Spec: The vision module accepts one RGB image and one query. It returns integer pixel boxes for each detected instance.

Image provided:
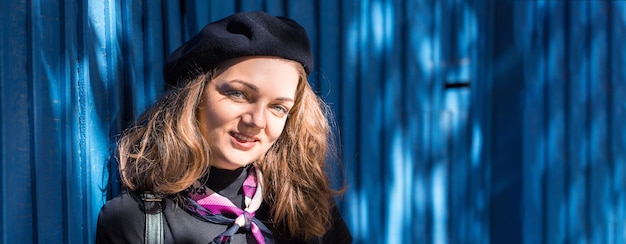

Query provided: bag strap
[141,192,165,244]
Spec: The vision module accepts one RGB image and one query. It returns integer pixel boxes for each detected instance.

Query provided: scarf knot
[235,211,254,231]
[182,167,274,244]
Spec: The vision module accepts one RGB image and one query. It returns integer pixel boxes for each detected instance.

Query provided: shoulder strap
[141,193,164,244]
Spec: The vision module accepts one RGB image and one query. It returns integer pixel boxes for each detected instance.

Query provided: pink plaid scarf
[187,167,273,244]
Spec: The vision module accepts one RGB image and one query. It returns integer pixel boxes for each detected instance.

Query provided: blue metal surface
[0,0,626,243]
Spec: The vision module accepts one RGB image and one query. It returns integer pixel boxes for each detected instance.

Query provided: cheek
[268,119,287,143]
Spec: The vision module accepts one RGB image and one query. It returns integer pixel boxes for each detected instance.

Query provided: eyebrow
[230,79,294,102]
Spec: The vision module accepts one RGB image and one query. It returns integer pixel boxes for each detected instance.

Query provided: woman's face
[198,57,300,170]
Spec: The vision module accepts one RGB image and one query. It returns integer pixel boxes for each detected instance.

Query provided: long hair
[258,67,338,240]
[118,65,338,239]
[117,74,211,196]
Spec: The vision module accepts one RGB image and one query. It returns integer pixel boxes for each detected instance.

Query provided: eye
[224,90,246,99]
[272,105,289,117]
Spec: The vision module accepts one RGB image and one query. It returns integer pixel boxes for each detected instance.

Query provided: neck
[202,167,247,192]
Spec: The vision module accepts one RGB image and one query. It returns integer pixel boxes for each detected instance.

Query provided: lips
[230,132,258,149]
[230,132,257,142]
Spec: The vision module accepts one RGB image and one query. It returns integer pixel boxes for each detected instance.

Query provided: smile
[230,132,257,142]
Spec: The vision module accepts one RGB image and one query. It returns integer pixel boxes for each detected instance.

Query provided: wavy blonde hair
[118,65,339,240]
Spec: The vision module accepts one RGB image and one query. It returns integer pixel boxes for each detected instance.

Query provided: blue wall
[0,0,626,243]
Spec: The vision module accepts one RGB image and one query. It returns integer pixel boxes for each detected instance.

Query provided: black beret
[163,12,313,85]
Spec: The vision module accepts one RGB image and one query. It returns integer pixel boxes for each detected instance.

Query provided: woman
[96,12,352,243]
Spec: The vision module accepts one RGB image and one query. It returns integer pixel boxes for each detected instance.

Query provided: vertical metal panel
[0,1,36,243]
[567,2,590,240]
[587,2,608,243]
[608,2,626,243]
[402,1,435,243]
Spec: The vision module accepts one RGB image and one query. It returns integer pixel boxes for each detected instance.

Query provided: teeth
[233,133,254,142]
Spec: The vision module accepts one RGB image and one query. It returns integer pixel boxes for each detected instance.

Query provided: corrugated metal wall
[0,0,626,243]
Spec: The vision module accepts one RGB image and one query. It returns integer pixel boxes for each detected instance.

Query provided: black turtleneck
[200,166,250,209]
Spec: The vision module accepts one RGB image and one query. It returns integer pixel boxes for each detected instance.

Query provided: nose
[242,104,266,129]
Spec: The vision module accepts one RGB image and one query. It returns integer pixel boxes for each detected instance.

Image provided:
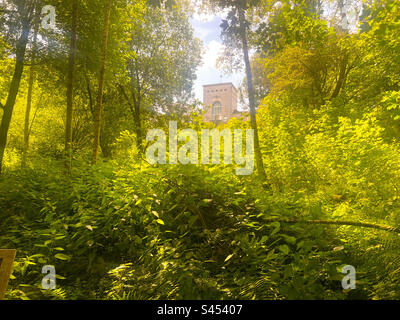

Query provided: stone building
[203,82,242,123]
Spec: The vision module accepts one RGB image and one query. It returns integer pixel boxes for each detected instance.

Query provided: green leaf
[54,253,71,260]
[279,244,290,254]
[224,253,234,262]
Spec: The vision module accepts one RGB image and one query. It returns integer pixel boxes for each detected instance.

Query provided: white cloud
[202,40,223,69]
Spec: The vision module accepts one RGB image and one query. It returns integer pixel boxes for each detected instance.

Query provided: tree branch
[263,218,400,234]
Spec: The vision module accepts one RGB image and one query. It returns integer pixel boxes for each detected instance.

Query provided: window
[212,101,222,120]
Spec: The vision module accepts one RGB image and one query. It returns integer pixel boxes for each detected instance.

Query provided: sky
[190,14,244,101]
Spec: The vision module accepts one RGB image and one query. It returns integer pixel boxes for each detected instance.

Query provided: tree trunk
[0,13,31,174]
[92,0,112,163]
[65,0,78,171]
[238,7,266,180]
[21,9,40,168]
[132,93,143,156]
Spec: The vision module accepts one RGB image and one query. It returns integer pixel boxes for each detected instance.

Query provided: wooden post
[0,249,17,300]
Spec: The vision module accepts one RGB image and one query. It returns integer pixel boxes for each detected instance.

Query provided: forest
[0,0,400,300]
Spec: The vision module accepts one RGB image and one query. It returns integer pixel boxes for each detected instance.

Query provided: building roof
[203,82,237,92]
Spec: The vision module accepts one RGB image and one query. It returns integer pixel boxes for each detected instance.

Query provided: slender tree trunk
[238,7,266,180]
[92,0,112,163]
[0,13,31,174]
[132,93,143,156]
[65,0,78,171]
[21,9,40,168]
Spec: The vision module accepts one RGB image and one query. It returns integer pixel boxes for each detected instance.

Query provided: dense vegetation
[0,0,400,299]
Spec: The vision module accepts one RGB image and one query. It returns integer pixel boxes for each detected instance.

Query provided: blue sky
[190,14,243,101]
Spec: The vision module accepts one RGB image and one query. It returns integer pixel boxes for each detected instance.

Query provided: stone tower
[203,82,241,122]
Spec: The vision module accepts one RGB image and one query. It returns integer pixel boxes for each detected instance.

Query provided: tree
[212,0,266,180]
[120,6,200,154]
[21,10,39,167]
[92,0,112,163]
[0,1,36,174]
[65,0,78,170]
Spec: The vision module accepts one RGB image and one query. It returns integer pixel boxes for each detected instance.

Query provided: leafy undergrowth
[0,162,400,299]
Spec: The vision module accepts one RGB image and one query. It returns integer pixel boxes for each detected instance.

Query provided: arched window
[212,101,222,117]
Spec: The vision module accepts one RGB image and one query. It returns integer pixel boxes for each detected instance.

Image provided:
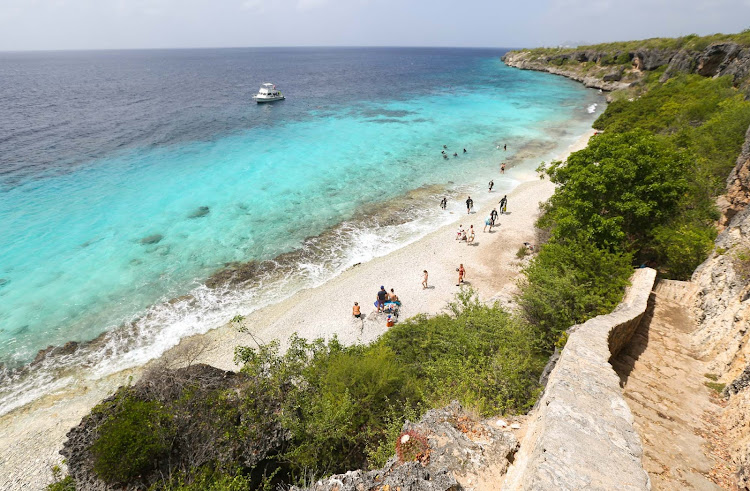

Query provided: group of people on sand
[352,145,512,327]
[456,224,476,244]
[440,145,466,159]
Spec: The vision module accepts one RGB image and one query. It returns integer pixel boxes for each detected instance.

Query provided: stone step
[654,280,696,305]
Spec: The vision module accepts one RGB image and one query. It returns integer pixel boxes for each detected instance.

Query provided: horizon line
[0,44,529,53]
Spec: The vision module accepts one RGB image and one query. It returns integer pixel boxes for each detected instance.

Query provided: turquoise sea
[0,48,603,413]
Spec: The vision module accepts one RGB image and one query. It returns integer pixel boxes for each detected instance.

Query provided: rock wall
[692,124,750,489]
[503,42,750,96]
[503,268,656,490]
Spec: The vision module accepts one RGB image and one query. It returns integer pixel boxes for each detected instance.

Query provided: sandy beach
[0,130,593,489]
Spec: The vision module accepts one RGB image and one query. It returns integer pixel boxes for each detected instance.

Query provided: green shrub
[653,223,716,280]
[46,465,76,491]
[91,389,174,483]
[518,237,633,346]
[539,130,688,251]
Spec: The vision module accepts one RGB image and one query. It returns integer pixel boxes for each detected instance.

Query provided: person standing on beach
[378,286,388,312]
[456,264,466,286]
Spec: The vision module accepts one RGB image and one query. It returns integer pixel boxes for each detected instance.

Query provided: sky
[0,0,750,51]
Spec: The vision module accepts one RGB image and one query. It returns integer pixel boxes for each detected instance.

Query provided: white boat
[253,83,284,104]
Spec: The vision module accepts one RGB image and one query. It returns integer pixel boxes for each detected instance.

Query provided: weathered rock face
[502,268,656,491]
[692,122,750,489]
[719,128,750,228]
[503,51,639,91]
[296,401,518,491]
[503,43,750,95]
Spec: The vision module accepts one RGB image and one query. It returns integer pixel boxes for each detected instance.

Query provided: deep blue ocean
[0,48,603,413]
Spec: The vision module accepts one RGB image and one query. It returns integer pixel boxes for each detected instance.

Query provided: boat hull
[254,96,286,104]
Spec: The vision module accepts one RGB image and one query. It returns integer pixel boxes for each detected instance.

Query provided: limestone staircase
[611,280,730,490]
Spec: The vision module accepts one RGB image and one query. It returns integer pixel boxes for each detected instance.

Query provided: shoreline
[0,129,594,489]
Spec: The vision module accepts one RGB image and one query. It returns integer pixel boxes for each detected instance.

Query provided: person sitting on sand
[456,264,466,286]
[388,288,401,307]
[377,286,388,312]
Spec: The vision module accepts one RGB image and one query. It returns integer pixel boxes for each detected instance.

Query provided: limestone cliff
[503,42,750,95]
[692,130,750,489]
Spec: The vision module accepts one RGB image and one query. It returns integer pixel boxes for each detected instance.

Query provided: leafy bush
[540,130,687,251]
[653,223,716,280]
[91,389,174,483]
[231,289,546,480]
[518,238,633,345]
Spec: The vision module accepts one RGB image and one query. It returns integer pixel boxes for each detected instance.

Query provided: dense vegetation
[520,73,750,339]
[53,289,549,490]
[55,32,750,491]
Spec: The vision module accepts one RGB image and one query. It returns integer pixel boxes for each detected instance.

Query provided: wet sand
[0,130,593,489]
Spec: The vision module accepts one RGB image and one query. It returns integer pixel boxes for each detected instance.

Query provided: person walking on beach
[378,286,388,312]
[482,214,494,233]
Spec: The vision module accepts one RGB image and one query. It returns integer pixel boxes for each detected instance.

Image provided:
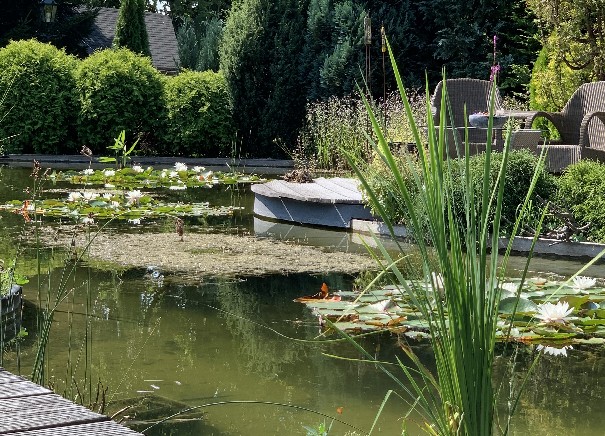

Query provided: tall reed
[344,39,543,436]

*GIVEN EXERCISE:*
Please return every line of the items above that contains the word "leafy". Case counts.

*EXERCISE RESULT:*
Query provided: leafy undergrowth
Query provided: leafy bush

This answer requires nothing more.